◆ What needs to be done:
Filter the data listing below and copy out every line that contains the word "glass".

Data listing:
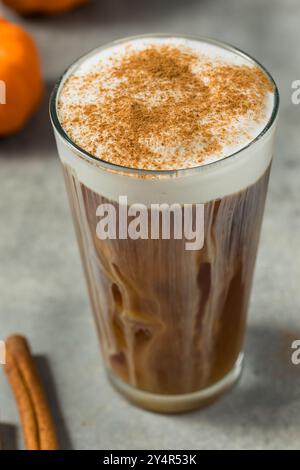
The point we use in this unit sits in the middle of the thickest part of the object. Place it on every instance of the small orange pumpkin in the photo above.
(20, 77)
(48, 7)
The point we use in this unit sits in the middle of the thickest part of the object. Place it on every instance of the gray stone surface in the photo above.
(42, 290)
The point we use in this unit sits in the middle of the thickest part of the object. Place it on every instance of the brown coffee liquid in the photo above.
(172, 321)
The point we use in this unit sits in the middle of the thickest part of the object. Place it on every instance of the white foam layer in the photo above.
(202, 184)
(198, 185)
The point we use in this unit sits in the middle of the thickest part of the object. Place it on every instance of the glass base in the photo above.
(178, 403)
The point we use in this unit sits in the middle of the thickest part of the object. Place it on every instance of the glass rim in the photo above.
(80, 152)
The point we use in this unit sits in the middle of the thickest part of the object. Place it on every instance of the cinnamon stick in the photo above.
(37, 423)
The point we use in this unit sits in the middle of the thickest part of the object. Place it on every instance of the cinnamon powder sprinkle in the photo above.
(163, 107)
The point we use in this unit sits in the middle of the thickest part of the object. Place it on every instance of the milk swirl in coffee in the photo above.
(169, 120)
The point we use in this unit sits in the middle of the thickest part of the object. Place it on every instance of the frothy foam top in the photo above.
(165, 103)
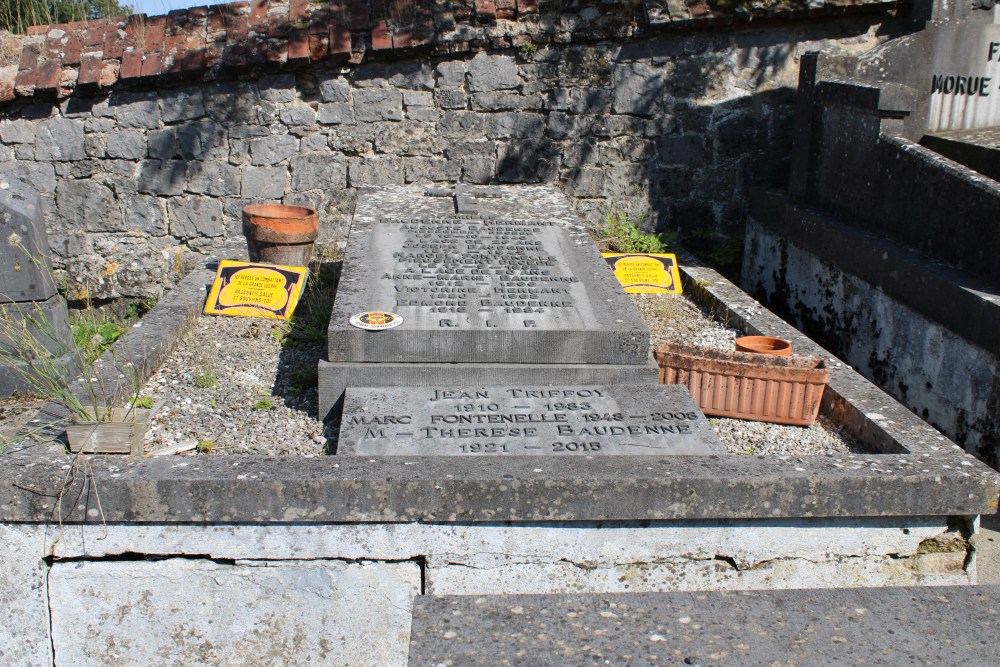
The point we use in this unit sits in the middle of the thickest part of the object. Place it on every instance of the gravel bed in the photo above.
(231, 383)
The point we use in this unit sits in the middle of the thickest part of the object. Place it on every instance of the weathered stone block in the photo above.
(375, 104)
(637, 89)
(311, 611)
(318, 171)
(418, 98)
(135, 110)
(447, 97)
(336, 113)
(412, 74)
(462, 124)
(418, 170)
(20, 131)
(195, 216)
(277, 87)
(218, 179)
(501, 101)
(335, 90)
(41, 175)
(161, 177)
(231, 103)
(554, 421)
(88, 204)
(60, 139)
(514, 125)
(272, 150)
(685, 149)
(22, 232)
(204, 140)
(298, 116)
(375, 171)
(488, 72)
(181, 105)
(451, 73)
(527, 161)
(163, 143)
(126, 144)
(409, 138)
(263, 182)
(146, 214)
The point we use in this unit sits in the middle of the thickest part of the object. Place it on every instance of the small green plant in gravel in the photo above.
(621, 232)
(142, 402)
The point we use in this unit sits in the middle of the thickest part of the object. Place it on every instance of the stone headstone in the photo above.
(32, 314)
(562, 421)
(512, 291)
(24, 247)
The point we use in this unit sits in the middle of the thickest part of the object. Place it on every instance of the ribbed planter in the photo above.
(744, 385)
(280, 234)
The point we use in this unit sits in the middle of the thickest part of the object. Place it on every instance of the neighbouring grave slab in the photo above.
(935, 625)
(563, 421)
(488, 276)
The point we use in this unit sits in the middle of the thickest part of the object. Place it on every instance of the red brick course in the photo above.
(89, 55)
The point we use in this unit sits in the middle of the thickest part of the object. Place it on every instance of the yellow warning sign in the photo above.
(645, 273)
(255, 290)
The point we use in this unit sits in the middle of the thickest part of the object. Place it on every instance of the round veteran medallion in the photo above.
(376, 321)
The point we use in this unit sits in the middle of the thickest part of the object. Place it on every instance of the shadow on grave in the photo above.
(304, 344)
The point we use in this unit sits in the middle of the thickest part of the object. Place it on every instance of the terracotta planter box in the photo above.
(761, 387)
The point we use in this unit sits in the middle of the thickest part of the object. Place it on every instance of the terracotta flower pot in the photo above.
(280, 234)
(764, 345)
(784, 390)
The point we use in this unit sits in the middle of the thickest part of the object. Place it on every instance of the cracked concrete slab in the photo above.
(202, 612)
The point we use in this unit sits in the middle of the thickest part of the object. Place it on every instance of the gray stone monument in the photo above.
(563, 421)
(29, 302)
(495, 286)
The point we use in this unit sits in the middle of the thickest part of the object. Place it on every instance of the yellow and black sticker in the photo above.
(376, 320)
(242, 289)
(645, 273)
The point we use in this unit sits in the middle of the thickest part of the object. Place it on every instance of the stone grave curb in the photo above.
(943, 625)
(919, 473)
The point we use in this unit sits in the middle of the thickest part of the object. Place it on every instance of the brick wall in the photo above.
(146, 136)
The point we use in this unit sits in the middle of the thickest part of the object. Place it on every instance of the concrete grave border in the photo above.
(917, 472)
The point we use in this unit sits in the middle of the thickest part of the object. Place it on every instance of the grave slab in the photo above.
(498, 285)
(559, 421)
(940, 625)
(518, 282)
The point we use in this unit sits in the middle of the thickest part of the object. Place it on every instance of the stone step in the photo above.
(977, 149)
(945, 625)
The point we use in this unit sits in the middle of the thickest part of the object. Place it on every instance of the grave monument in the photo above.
(33, 314)
(498, 286)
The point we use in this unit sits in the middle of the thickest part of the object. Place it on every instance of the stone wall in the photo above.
(137, 177)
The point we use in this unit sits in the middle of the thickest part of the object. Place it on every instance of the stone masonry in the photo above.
(140, 175)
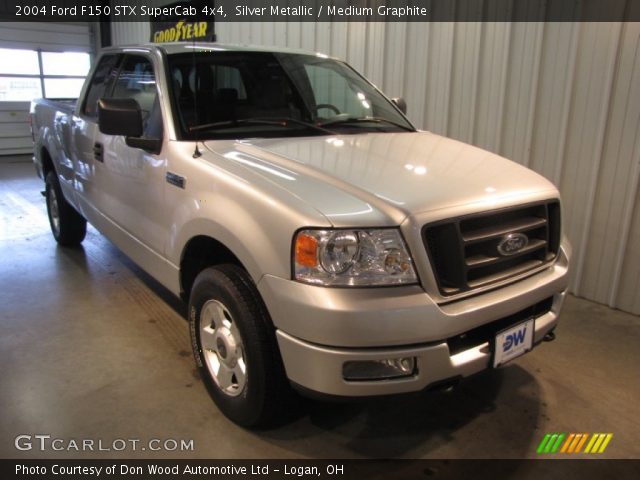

◆ Right answer:
The point we use in this unit sits in the middle of the thickest part of the object. Place it on every instance of the glass base in the photo above.
The point we use in this unit sits in the middle of the thickest part of the object. Place it on every instance of the glass rim in the photo above.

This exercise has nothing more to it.